(PASSAGE TO READ)
Launch of new prostate cancer awareness campaign

Prostate-Cancer-poster-page-001Doncaster Rovers’ male fans are being targeted in a new health awareness campaign designed to blow the whistle on prostate cancer.

Over 150 Doncaster men have died from the disease in the past three years, prompting NHS Doncaster Clinical Commissioning Group (CCG) to team up with Club Doncaster – Rovers’ community arm – to launch the Dribbling instead of shooting? campaign.

Due to be showcased at Rovers’ home game against Peterborough on Saturday 14 March, the campaign urges male fans to look for the warning signs and symptoms of prostate cancer and is fronted by Rossington GP Dr Khaimraj Singh and patient Trevor Wynn.

Dr Singh said: “If you need to pee more often, find it difficult to pee, have a weak flow, or feel you’ve not fully emptied your bladder when you’ve been to the toilet, tell your doctor. It’s as simple as that.”

Trevor, a former British Gas employee, spotted the signs early and is now fighting fit.

He said: “I went to see my doctor and, because the cancer was caught early, I’m now monitored on an on-going basis and have no problem living with it.”

The prostate cancer poster features former Rovers’ assistant manager Mickey Walker, and current players Harry Forrestall and Andy Butler, who took time out of training to help raise awareness amongst fans and their families.
(End PASSAGE TO READ)
**EXERCISE PROMPT:** Write out the prostate cancer campaign article word for word from "Over 150 Doncaster" to "patient Trevor Wynn.".
(EXERCISE DATA)
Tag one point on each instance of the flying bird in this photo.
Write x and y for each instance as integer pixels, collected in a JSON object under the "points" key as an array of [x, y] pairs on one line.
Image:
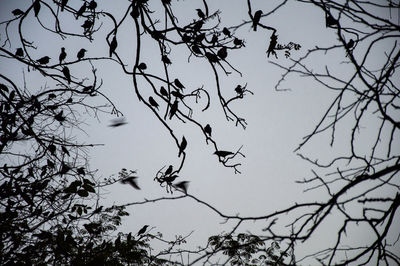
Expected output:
{"points": [[256, 19], [174, 108], [153, 102], [223, 153], [81, 53], [200, 13], [44, 60], [67, 74], [183, 185], [142, 230], [208, 129], [117, 122], [113, 45], [62, 55], [182, 147], [131, 180]]}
(End EXERCISE DATA)
**RESPONSE TO THE TASK:**
Over 150 Doncaster men have died from the disease in the past three years, prompting NHS Doncaster Clinical Commissioning Group (CCG) to team up with Club Doncaster – Rovers’ community arm – to launch the Dribbling instead of shooting? campaign.

Due to be showcased at Rovers’ home game against Peterborough on Saturday 14 March, the campaign urges male fans to look for the warning signs and symptoms of prostate cancer and is fronted by Rossington GP Dr Khaimraj Singh and patient Trevor Wynn.